> DESCRIZIONE DEL COMPITO
Ricopia per intero il brano sul vaccino contro l'H5N1, parola per parola e senza alcuna modifica.

> BRANO CITATO
Il vaccino di cui si sta parlando in ambienti scientifici e di politica sanitaria verrebbe inoculato ai lavoratori lattiero-caseari, a veterinari, a tecnici di laboratorio e in generale a tutte le persone esposte al possibile contagio. Si parla di una prima produzione di 4,8 milioni di dosi, provvedimento preventivo per evitare l’insorgere di una nuova pandemia. La prima azienda che potrebbe essere in grado di rispondere alla richiesta in tempi rapidi è l’australiana Csl Seqirus, con l’head quarter a Melbourne, leader mondiale nella produzione di vaccini anti-influenzali. Lo European Center for Disease Prevention and Control (Ecdc) cataloga il rischio pandemico da H5N1 come ancora basso ma aggiungendo di continuare a tenere la situazione sotto stretto controllo. Sono in corso anche negoziati con altre aziende in grado di produrre grandi volumi di vaccino, come GlaxoSmithKline, Pfizer e Moderna.

> CONTENUTO DEL DATASET
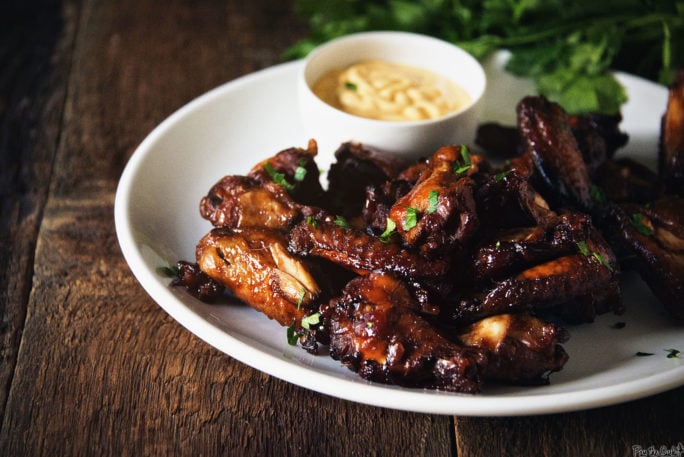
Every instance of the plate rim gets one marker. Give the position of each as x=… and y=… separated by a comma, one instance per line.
x=365, y=392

> COMPITO SVOLTO
Il vaccino di cui si sta parlando in ambienti scientifici e di politica sanitaria verrebbe inoculato ai lavoratori lattiero-caseari, a veterinari, a tecnici di laboratorio e in generale a tutte le persone esposte al possibile contagio. Si parla di una prima produzione di 4,8 milioni di dosi, provvedimento preventivo per evitare l’insorgere di una nuova pandemia. La prima azienda che potrebbe essere in grado di rispondere alla richiesta in tempi rapidi è l’australiana Csl Seqirus, con l’head quarter a Melbourne, leader mondiale nella produzione di vaccini anti-influenzali. Lo European Center for Disease Prevention and Control (Ecdc) cataloga il rischio pandemico da H5N1 come ancora basso ma aggiungendo di continuare a tenere la situazione sotto stretto controllo. Sono in corso anche negoziati con altre aziende in grado di produrre grandi volumi di vaccino, come GlaxoSmithKline, Pfizer e Moderna.